WHAT IS BEING ASKED - Please reproduce the listing below word for word, from the first line to the last.

DATA LINES -
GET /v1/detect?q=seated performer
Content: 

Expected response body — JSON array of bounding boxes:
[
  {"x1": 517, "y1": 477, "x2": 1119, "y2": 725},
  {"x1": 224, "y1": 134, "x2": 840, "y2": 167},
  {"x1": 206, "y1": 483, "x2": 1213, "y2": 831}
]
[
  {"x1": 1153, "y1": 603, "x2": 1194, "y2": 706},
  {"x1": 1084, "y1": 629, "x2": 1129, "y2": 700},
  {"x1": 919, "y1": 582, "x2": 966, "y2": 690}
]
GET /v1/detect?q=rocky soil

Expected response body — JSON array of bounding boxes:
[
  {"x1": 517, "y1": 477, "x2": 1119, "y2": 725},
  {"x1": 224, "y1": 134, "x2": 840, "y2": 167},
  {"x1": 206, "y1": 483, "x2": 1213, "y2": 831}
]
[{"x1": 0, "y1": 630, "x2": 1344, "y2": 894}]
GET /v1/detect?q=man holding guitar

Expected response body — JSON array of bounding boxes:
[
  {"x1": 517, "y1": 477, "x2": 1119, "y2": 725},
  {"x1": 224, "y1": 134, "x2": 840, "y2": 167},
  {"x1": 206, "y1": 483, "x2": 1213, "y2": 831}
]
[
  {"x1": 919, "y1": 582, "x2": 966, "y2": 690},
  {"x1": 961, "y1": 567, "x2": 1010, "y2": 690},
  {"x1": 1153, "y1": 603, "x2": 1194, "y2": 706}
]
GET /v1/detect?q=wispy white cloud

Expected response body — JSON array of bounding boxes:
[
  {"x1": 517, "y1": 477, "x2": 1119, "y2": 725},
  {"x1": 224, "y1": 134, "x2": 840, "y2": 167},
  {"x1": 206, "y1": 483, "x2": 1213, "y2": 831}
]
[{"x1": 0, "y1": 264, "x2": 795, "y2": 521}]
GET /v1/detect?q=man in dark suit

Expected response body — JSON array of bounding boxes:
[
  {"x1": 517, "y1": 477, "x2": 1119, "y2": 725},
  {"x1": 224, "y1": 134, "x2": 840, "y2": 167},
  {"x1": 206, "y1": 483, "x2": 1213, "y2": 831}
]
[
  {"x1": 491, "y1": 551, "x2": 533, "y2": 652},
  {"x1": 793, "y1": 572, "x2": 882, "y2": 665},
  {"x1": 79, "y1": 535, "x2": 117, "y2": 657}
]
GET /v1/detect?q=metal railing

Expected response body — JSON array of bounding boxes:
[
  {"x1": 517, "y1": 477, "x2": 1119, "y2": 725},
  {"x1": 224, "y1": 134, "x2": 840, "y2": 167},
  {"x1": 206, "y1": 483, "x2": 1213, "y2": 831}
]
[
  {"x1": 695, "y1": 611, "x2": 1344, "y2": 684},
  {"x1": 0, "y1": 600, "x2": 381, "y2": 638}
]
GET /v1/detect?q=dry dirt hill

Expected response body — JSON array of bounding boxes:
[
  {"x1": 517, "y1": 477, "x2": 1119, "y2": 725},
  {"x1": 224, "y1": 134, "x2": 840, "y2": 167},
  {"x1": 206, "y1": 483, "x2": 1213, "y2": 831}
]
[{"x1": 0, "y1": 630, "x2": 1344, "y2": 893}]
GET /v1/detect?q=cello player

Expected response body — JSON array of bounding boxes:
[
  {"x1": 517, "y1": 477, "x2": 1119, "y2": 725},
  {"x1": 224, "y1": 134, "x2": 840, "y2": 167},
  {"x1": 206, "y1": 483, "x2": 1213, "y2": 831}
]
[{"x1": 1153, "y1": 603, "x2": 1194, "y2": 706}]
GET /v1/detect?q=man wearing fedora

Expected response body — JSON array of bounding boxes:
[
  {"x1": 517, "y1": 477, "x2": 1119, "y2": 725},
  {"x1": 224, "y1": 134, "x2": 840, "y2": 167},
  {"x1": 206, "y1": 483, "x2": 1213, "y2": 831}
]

RESPONSE TO THE EXERCISE -
GET /v1/detect?q=seated performer
Content: 

Expected response body — JSON array of bounding boxes:
[
  {"x1": 517, "y1": 477, "x2": 1119, "y2": 725},
  {"x1": 224, "y1": 134, "x2": 840, "y2": 167},
  {"x1": 206, "y1": 483, "x2": 1213, "y2": 831}
]
[
  {"x1": 1153, "y1": 603, "x2": 1194, "y2": 706},
  {"x1": 1084, "y1": 629, "x2": 1129, "y2": 700},
  {"x1": 919, "y1": 582, "x2": 966, "y2": 690}
]
GET /v1/detect?q=rocky soil

Expected response body — JSON array of bounding boxes:
[
  {"x1": 517, "y1": 477, "x2": 1119, "y2": 725},
  {"x1": 224, "y1": 134, "x2": 840, "y2": 167},
  {"x1": 206, "y1": 483, "x2": 1213, "y2": 831}
]
[{"x1": 0, "y1": 630, "x2": 1344, "y2": 894}]
GET /v1/detect?q=man holding guitar

Expected response body — JSON array of bounding boxes:
[
  {"x1": 517, "y1": 477, "x2": 1119, "y2": 725},
  {"x1": 224, "y1": 134, "x2": 840, "y2": 167},
  {"x1": 206, "y1": 483, "x2": 1213, "y2": 831}
]
[
  {"x1": 919, "y1": 582, "x2": 966, "y2": 690},
  {"x1": 961, "y1": 567, "x2": 1010, "y2": 690},
  {"x1": 1153, "y1": 603, "x2": 1194, "y2": 706}
]
GET /v1/detect?q=wispy white cloud

Expected response body — JSON array of bounding boxes:
[
  {"x1": 517, "y1": 477, "x2": 1119, "y2": 725},
  {"x1": 224, "y1": 134, "x2": 840, "y2": 167},
  {"x1": 206, "y1": 483, "x2": 1213, "y2": 831}
]
[{"x1": 0, "y1": 264, "x2": 795, "y2": 521}]
GET /v1/detect?q=man in dark suit

Expected response body — JSON array of bounding boxes:
[
  {"x1": 517, "y1": 477, "x2": 1119, "y2": 725},
  {"x1": 224, "y1": 134, "x2": 840, "y2": 167},
  {"x1": 206, "y1": 483, "x2": 1213, "y2": 831}
]
[
  {"x1": 491, "y1": 551, "x2": 533, "y2": 652},
  {"x1": 793, "y1": 572, "x2": 882, "y2": 665},
  {"x1": 79, "y1": 535, "x2": 117, "y2": 657}
]
GET /v1/detect?q=metal railing

Expected response body — JSON array of bounding boxes:
[
  {"x1": 517, "y1": 477, "x2": 1119, "y2": 725},
  {"x1": 224, "y1": 134, "x2": 840, "y2": 167},
  {"x1": 206, "y1": 483, "x2": 1213, "y2": 831}
]
[
  {"x1": 695, "y1": 611, "x2": 1344, "y2": 684},
  {"x1": 0, "y1": 600, "x2": 381, "y2": 638}
]
GET /v1/detect?q=dry dirt hill

Expected response body — JSON array of bounding boxes:
[
  {"x1": 517, "y1": 477, "x2": 1119, "y2": 725},
  {"x1": 224, "y1": 134, "x2": 840, "y2": 167},
  {"x1": 206, "y1": 483, "x2": 1213, "y2": 831}
]
[{"x1": 0, "y1": 630, "x2": 1344, "y2": 893}]
GET /v1/detect?q=cello player

Expected response body — JSON array of bounding boxes:
[
  {"x1": 517, "y1": 477, "x2": 1119, "y2": 725},
  {"x1": 224, "y1": 134, "x2": 840, "y2": 167},
  {"x1": 206, "y1": 483, "x2": 1213, "y2": 831}
]
[{"x1": 1153, "y1": 603, "x2": 1194, "y2": 706}]
GET /v1/detect?q=man wearing fedora

Expected response body — JSON array of bounding boxes:
[
  {"x1": 517, "y1": 477, "x2": 1119, "y2": 725},
  {"x1": 224, "y1": 134, "x2": 840, "y2": 167},
  {"x1": 206, "y1": 483, "x2": 1213, "y2": 831}
]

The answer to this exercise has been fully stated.